(Stored items)
-- -- --
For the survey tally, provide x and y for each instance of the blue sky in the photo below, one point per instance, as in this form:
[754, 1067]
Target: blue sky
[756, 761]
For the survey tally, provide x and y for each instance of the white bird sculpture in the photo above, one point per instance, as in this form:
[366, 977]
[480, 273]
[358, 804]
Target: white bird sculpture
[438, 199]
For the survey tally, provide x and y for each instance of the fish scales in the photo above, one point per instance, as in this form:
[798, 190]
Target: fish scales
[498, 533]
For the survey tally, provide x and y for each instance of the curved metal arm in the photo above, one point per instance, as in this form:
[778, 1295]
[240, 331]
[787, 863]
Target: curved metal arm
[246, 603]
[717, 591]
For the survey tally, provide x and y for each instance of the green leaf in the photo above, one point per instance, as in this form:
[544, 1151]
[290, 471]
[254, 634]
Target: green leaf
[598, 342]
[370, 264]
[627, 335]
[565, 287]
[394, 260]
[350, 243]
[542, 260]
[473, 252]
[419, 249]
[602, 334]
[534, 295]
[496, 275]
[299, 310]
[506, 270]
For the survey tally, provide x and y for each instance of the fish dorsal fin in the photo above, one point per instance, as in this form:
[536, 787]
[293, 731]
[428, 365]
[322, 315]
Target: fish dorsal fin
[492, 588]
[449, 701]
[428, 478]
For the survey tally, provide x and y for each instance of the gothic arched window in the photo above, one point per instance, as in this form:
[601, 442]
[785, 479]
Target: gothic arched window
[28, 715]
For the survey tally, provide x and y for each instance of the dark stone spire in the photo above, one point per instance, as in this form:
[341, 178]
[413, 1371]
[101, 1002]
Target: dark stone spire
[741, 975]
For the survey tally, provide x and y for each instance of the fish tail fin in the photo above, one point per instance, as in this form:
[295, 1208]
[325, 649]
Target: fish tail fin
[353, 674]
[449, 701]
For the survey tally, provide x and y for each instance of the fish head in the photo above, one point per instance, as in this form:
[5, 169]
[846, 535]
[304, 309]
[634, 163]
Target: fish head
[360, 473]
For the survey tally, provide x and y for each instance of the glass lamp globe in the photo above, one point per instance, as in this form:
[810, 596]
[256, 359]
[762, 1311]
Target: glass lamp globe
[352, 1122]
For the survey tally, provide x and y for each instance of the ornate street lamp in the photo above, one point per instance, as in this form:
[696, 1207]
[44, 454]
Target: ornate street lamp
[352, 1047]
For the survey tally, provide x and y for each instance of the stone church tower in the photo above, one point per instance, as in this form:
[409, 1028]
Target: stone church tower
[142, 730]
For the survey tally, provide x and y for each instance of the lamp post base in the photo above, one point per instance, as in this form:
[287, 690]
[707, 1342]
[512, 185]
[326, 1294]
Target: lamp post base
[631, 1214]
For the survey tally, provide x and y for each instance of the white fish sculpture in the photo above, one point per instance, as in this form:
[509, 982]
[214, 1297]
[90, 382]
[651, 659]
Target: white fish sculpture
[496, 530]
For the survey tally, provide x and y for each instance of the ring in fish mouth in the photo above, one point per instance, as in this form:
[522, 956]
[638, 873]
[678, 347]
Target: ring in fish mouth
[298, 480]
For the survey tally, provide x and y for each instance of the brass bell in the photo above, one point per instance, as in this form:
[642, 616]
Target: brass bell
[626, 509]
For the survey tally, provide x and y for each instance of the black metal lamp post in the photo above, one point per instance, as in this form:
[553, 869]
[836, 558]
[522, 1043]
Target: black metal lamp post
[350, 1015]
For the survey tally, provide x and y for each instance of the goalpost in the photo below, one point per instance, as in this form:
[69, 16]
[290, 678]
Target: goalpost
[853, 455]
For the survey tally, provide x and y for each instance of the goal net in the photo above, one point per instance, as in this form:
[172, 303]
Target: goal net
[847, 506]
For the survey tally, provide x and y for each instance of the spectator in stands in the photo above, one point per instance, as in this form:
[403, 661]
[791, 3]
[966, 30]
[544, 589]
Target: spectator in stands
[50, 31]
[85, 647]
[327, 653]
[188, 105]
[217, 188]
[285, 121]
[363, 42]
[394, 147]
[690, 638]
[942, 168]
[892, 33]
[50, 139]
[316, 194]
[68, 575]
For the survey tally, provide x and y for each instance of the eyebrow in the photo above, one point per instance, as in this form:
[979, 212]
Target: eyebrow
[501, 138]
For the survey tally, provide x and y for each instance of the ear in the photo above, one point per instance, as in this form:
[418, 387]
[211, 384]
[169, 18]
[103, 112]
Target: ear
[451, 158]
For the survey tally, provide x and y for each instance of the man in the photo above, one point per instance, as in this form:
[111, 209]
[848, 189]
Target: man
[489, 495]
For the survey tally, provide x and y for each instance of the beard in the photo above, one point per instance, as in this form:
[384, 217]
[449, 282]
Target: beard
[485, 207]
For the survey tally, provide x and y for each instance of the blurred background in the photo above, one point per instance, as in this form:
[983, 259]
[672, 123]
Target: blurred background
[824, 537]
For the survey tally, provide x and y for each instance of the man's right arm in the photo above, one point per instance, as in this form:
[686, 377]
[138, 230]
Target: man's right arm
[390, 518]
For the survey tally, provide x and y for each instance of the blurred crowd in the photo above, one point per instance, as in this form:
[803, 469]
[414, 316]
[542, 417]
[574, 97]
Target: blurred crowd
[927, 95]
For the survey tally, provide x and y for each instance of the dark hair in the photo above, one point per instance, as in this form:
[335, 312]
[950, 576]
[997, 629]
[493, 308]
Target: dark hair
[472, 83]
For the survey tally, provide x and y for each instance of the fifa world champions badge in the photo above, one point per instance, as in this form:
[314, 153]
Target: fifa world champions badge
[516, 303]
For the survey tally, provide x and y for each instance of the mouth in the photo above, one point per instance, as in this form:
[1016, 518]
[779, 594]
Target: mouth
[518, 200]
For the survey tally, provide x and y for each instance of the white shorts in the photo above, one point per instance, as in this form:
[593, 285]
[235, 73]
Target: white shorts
-- -- --
__Problem description__: Retype the records above in full, exactly.

__Written reply__:
For the survey tally, provide x and y for each instance of the blue sky in the photo below, one point per instance, as in this form:
[754, 1067]
Target: blue sky
[756, 761]
For the survey tally, provide x and y for each instance of the white bird sculpture in the photo above, one point per instance, as in this form:
[366, 977]
[480, 273]
[358, 804]
Target: white bird sculpture
[438, 199]
For the survey tally, provide x and y for each instance of the fish scales in the photo above, one point per instance, as in this form:
[798, 190]
Target: fish scales
[498, 533]
For the survey tally, provide x and y for each instance of the curved metal arm in the photo above, one point per instance, as in this form:
[778, 1295]
[240, 331]
[787, 863]
Target: curved metal arm
[246, 603]
[717, 591]
For the survey tally, provide x and y for each instance of the green leaf in the photo above, one point per instance, as in this form:
[544, 1151]
[290, 471]
[254, 634]
Target: green leaf
[598, 342]
[370, 264]
[627, 335]
[565, 287]
[394, 260]
[350, 243]
[542, 260]
[473, 252]
[419, 249]
[602, 334]
[534, 295]
[496, 275]
[299, 310]
[506, 270]
For the survey tally, provide x and y for each instance of the fish dorsal fin in the photo above, one point per instance, as in this form:
[536, 787]
[293, 731]
[428, 365]
[322, 315]
Target: fish dorsal fin
[492, 588]
[449, 701]
[428, 478]
For the survey tally, provide x and y for each instance of the gothic arched window in the photo above, one point per instance, as in this form:
[601, 442]
[785, 479]
Target: gothic arched window
[28, 715]
For the survey tally, provide x and y for each instance of the dark stone spire in the photo above, one point per instance, as in this form:
[341, 178]
[413, 1371]
[101, 1002]
Target: dark stone spire
[741, 975]
For the survey tally, provide x and y for each instance of the fish tail fin in the photo above, one point per instance, as in this form:
[295, 1208]
[325, 649]
Target: fish tail fin
[353, 674]
[449, 701]
For the survey tally, provide x and y for each instance of the fish head in the photo above, one point per instance, as in this form:
[5, 169]
[846, 535]
[304, 309]
[634, 163]
Target: fish head
[360, 473]
For the survey tally, provide x and y for each instance of the glass lamp globe in the photo above, one point per instance, as in this form:
[810, 596]
[256, 359]
[762, 1311]
Target: glass lamp globe
[352, 1122]
For the survey tally, provide x and y for each instance of the ornate street lamp in the photo above, one point per instance, as in this form:
[696, 1207]
[44, 454]
Target: ornate street lamp
[352, 1047]
For the survey tally, provide x and y for each instance of the stone church tower in the photo above, one point per instance, as in this form:
[409, 1028]
Target: stone church tower
[142, 730]
For the survey tally, provide x and y for each instance of the lamp post base in the photo above, one point per instance, as in this form:
[287, 690]
[707, 1342]
[512, 185]
[326, 1294]
Target: lamp post base
[631, 1214]
For the survey tally, provide x and y for each instance of the white fish sculpture in the photo above, one point per instance, as in this form:
[509, 982]
[214, 1297]
[90, 382]
[651, 659]
Target: white fish sculpture
[496, 530]
For the survey tally, provide x and y for each instance of the ring in fish mouth in the photo above, one point per instance, as in this form:
[522, 956]
[638, 873]
[678, 347]
Target: ring in fish mouth
[298, 480]
For the survey tally, provide x and y for each instance of the brass bell in the photo above, one point per instance, as in this form:
[642, 616]
Target: brass bell
[626, 509]
For the survey tally, provide x and y for each instance of the black metal lamp post in the photo above, one point per instance, as in this form:
[553, 869]
[836, 558]
[522, 1043]
Target: black metal lamp post
[350, 1015]
For the survey tally, provide x and y for each instance of the goalpost in the photo below, one point per instance, as in this form:
[69, 16]
[290, 678]
Target: goalpost
[853, 455]
For the survey tally, provide x and y for each instance of the goal net in the photo above, one point per instance, as in this form:
[172, 303]
Target: goal net
[847, 506]
For the survey tally, provide x and y for each instance of the spectator in stands in the photo above, one point per instance, as in this form:
[403, 661]
[791, 3]
[966, 30]
[544, 589]
Target: spectator in stands
[50, 31]
[85, 647]
[327, 653]
[188, 105]
[217, 188]
[285, 121]
[363, 42]
[394, 147]
[690, 638]
[942, 168]
[892, 33]
[50, 139]
[316, 194]
[68, 575]
For the survey tally, provide x and y for each instance of the eyebrow in the photo above, one point per instance, as in this form:
[979, 212]
Target: eyebrow
[501, 138]
For the survey tally, provide x and y for each instance of the ear in the photo above, one point per instance, as in this form:
[418, 387]
[211, 384]
[169, 18]
[103, 112]
Target: ear
[451, 158]
For the survey tally, provide x and y for each instance of the man in the photo above, one point per instance, as in this form:
[111, 209]
[848, 189]
Target: man
[489, 495]
For the survey tally, provide x and y for each instance of the beard in the photo above, one point per instance, as in this form:
[384, 217]
[449, 282]
Target: beard
[485, 207]
For the survey tally, provide x and y for each instance of the blurred background in the photo above, one point per instance, as in this form:
[983, 259]
[672, 123]
Target: blurred background
[824, 537]
For the survey tally, provide x and y for each instance of the man's right arm in the photo above, one point per instance, as in this form:
[686, 377]
[138, 230]
Target: man's right arm
[390, 518]
For the survey tally, provide x and y for each instance of the blurred crowd in the photo above, one point per instance, as in this form:
[803, 469]
[414, 316]
[542, 417]
[574, 97]
Target: blurred crowd
[927, 95]
For the survey tally, provide x and y for each instance of the dark hair in the photo above, one point per instance, as in this form:
[335, 312]
[950, 576]
[997, 629]
[493, 308]
Target: dark hair
[472, 83]
For the survey tally, provide x and y for each instance of the fifa world champions badge in the photo above, one point per instance, as in this form:
[314, 153]
Target: fifa world champions badge
[516, 303]
For the survey tally, provide x and y for each instance of the mouth in the photo above, one point per instance, as in this form:
[1016, 518]
[779, 594]
Target: mouth
[518, 200]
For the survey tally, provide x and y for each instance of the white shorts in the photo above, one point per instance, as in this form:
[593, 285]
[235, 73]
Target: white shorts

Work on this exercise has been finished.